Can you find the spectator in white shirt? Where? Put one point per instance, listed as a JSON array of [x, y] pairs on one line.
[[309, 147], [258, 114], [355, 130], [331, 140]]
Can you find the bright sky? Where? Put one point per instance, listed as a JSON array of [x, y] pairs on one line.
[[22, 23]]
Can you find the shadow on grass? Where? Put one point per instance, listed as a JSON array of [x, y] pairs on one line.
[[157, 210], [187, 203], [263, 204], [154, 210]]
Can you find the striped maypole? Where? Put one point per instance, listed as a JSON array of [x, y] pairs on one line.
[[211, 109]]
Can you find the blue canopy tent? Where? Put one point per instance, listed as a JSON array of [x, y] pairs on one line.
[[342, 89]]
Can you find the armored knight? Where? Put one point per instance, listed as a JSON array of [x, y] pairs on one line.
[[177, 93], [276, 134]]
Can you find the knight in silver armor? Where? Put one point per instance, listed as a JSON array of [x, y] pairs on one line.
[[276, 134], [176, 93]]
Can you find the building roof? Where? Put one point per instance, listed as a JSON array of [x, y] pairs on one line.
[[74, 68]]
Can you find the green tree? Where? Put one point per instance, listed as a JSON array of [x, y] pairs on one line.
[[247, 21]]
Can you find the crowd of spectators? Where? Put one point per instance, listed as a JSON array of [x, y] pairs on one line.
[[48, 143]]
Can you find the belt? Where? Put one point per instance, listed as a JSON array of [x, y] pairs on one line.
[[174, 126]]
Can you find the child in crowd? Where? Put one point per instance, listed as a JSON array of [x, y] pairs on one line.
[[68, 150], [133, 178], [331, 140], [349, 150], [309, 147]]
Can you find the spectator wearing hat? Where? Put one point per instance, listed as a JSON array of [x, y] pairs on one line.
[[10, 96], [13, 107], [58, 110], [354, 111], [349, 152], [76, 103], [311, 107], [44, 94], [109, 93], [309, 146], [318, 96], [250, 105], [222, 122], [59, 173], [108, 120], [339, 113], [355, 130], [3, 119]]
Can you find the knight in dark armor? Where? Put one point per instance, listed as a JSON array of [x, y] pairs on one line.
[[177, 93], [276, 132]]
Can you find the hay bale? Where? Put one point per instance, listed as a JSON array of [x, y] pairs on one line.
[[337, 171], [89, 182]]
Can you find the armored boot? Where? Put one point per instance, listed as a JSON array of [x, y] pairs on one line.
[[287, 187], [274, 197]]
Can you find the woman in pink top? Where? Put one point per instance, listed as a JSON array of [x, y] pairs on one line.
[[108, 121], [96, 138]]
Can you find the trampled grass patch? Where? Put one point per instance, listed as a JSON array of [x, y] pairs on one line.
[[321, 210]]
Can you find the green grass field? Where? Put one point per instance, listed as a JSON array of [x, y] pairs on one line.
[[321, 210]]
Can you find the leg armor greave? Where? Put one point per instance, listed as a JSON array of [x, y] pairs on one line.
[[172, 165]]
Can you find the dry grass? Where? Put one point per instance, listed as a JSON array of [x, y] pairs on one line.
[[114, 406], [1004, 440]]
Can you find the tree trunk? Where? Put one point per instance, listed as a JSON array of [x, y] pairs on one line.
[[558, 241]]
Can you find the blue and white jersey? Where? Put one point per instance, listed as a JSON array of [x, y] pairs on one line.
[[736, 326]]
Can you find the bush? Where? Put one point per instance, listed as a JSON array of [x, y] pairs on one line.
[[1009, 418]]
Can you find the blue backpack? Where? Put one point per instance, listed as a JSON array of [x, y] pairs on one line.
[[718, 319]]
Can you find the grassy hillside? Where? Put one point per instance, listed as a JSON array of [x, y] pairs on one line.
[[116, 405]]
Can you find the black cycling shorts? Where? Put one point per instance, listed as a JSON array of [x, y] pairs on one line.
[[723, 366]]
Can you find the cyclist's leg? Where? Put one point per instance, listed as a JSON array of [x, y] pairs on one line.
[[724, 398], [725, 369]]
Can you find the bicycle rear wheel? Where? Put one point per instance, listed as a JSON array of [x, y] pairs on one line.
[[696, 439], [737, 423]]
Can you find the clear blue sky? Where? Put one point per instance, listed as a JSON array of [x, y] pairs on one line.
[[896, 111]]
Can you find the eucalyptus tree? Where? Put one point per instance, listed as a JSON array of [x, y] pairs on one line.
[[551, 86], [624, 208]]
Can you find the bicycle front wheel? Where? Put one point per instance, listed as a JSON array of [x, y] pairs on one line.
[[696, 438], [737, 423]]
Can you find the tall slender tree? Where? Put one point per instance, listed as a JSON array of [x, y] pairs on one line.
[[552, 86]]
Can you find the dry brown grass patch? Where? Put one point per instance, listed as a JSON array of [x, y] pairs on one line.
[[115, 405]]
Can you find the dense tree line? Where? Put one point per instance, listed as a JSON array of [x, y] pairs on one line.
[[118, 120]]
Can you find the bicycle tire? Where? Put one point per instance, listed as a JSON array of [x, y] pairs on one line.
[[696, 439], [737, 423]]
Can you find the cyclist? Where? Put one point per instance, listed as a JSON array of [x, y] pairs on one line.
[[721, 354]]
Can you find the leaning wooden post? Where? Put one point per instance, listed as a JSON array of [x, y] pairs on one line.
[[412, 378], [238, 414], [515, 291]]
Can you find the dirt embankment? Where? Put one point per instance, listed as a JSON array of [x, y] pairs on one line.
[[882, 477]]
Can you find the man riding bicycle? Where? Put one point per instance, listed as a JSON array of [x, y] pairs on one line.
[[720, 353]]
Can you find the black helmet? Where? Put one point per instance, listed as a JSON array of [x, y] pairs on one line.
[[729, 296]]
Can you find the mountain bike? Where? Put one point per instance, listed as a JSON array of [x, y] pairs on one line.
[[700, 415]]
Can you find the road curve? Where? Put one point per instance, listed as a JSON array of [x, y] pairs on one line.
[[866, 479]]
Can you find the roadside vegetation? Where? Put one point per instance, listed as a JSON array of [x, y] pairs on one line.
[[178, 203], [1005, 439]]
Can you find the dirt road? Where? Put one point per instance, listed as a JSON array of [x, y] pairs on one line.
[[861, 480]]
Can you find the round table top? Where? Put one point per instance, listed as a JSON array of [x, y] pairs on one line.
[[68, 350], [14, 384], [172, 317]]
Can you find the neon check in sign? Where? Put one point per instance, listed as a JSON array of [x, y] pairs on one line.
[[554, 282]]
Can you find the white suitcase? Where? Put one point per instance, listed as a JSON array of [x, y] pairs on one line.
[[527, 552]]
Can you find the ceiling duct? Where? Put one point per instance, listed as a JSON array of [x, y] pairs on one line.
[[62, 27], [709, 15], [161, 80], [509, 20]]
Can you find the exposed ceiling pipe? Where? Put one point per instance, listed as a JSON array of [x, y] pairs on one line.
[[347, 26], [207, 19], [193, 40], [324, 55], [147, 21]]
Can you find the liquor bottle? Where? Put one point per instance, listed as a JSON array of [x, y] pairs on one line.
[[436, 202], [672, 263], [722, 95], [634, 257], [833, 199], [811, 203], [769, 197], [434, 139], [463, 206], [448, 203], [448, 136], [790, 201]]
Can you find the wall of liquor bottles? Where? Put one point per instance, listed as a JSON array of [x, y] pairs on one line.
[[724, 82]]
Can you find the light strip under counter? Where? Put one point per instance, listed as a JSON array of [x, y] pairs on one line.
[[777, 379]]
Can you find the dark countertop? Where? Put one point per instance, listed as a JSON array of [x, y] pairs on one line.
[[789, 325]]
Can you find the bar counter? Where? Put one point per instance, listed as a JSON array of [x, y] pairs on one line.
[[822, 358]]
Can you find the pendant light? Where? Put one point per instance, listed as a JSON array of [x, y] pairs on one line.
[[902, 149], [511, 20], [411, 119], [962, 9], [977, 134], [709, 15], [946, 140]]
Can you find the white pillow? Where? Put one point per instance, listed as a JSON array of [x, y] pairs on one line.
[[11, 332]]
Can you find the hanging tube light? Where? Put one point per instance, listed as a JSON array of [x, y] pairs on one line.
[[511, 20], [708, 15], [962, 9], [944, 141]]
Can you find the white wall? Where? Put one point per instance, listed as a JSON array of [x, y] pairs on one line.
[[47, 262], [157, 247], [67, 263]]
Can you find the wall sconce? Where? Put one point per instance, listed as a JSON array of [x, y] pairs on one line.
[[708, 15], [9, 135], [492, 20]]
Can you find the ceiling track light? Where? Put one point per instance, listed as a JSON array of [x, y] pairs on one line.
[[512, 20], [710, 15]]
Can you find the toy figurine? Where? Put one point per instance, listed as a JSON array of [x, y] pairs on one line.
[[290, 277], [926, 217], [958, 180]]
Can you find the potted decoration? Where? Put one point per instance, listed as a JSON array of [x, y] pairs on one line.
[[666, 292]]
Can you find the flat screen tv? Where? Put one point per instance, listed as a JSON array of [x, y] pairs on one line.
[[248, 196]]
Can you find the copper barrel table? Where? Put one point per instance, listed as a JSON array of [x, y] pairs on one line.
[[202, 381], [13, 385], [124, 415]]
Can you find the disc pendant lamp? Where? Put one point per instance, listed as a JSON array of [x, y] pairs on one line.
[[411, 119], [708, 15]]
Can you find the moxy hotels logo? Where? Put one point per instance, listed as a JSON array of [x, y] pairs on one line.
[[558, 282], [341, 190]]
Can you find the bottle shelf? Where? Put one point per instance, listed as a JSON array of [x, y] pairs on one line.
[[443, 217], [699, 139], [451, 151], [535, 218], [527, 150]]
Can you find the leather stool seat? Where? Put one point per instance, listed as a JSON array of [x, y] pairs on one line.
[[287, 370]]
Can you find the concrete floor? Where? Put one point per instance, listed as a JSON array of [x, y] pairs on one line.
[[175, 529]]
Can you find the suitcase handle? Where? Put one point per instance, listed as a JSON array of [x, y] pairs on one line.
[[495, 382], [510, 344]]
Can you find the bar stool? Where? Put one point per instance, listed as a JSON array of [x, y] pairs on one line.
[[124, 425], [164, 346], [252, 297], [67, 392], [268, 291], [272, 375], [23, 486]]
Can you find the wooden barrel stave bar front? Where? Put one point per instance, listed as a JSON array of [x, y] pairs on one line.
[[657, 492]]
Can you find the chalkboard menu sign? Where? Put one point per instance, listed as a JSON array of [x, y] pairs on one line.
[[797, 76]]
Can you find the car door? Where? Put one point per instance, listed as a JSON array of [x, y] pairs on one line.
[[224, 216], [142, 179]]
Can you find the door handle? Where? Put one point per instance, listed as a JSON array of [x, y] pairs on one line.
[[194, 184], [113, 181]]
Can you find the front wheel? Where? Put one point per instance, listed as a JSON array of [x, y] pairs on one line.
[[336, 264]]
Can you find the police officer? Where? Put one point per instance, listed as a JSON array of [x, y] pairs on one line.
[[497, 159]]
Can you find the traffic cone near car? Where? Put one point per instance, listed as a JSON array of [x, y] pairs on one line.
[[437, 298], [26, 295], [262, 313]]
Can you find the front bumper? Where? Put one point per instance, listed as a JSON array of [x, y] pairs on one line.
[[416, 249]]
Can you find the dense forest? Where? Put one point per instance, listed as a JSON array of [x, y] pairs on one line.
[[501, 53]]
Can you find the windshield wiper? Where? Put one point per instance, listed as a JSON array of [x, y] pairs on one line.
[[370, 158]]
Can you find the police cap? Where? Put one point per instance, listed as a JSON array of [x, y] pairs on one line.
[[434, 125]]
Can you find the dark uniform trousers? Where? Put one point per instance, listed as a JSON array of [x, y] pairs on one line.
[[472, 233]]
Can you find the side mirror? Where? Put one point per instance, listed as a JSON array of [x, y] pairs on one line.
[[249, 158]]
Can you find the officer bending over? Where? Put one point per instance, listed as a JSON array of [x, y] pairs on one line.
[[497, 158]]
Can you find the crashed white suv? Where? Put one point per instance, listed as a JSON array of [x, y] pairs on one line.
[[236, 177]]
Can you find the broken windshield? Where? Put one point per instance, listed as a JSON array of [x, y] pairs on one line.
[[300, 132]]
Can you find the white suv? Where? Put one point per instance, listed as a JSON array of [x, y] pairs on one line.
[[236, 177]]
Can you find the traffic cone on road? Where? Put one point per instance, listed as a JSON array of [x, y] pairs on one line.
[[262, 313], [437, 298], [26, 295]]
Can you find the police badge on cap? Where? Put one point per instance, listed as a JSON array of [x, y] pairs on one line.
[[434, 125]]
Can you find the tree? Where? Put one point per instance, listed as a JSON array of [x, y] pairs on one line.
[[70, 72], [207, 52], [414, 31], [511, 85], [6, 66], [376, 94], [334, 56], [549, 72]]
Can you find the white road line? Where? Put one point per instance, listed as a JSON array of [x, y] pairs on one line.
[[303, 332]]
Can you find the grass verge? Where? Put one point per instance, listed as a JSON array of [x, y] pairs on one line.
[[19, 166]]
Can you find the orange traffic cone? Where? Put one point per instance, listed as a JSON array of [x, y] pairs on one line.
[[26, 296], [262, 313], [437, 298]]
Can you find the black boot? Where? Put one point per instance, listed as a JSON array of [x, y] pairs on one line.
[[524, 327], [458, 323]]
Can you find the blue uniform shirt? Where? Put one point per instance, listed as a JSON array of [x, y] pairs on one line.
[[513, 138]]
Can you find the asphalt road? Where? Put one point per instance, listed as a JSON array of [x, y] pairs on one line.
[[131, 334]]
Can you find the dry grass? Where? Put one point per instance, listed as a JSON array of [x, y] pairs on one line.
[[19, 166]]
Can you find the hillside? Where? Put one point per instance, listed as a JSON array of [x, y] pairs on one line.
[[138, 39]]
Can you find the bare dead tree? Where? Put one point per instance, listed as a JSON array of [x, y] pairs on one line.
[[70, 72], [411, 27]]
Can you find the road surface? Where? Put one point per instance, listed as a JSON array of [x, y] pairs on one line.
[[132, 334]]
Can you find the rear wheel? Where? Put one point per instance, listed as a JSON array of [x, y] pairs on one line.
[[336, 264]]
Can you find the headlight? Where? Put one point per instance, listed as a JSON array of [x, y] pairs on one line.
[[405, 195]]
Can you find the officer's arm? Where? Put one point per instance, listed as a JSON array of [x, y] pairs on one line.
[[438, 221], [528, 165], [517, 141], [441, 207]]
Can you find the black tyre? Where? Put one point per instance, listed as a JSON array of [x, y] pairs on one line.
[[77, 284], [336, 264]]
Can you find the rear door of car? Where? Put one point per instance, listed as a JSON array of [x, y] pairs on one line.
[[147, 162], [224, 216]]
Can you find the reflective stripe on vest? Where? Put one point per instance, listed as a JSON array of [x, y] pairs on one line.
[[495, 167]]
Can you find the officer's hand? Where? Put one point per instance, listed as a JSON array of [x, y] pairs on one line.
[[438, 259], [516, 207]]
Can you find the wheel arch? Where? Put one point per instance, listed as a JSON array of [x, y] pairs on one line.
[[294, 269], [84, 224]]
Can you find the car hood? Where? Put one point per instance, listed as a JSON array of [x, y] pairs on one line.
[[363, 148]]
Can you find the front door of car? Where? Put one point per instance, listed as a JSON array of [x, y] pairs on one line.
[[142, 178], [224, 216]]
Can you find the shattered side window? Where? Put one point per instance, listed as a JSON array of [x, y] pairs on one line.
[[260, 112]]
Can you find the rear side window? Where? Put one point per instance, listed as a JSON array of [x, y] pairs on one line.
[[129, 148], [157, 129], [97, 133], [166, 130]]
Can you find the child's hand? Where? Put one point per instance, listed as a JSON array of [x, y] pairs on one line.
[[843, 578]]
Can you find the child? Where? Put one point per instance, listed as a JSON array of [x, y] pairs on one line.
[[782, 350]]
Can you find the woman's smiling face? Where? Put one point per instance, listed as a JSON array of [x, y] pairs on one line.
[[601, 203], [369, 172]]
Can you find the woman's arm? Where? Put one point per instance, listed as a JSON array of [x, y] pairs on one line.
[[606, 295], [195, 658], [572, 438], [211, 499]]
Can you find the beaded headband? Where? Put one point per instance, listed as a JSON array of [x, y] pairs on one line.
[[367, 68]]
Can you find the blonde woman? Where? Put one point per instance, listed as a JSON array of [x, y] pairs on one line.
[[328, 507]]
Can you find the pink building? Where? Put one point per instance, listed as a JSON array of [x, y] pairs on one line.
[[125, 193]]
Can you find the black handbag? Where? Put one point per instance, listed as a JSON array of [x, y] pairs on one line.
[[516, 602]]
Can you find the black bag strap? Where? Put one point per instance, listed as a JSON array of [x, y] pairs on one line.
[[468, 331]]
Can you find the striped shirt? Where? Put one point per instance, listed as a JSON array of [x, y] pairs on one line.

#### [TO DO]
Return the lines of the records starting at the line that contains "Can you find the asphalt" and ending at the line that contains "[[138, 39]]", both included, reproduced exactly. Give only those lines.

#### [REPLY]
Can you find the asphalt road? Where? Put one point per instance, listed as a JSON array of [x, y] pairs on one line.
[[131, 334]]
Can you find the dry grass? Where? Put one point per instance, listed as a JSON array of [x, y] pairs on one line.
[[19, 166]]
Can you find the hillside? Where? Put one point per instance, listed as a JSON array of [x, y] pairs on one line.
[[138, 39]]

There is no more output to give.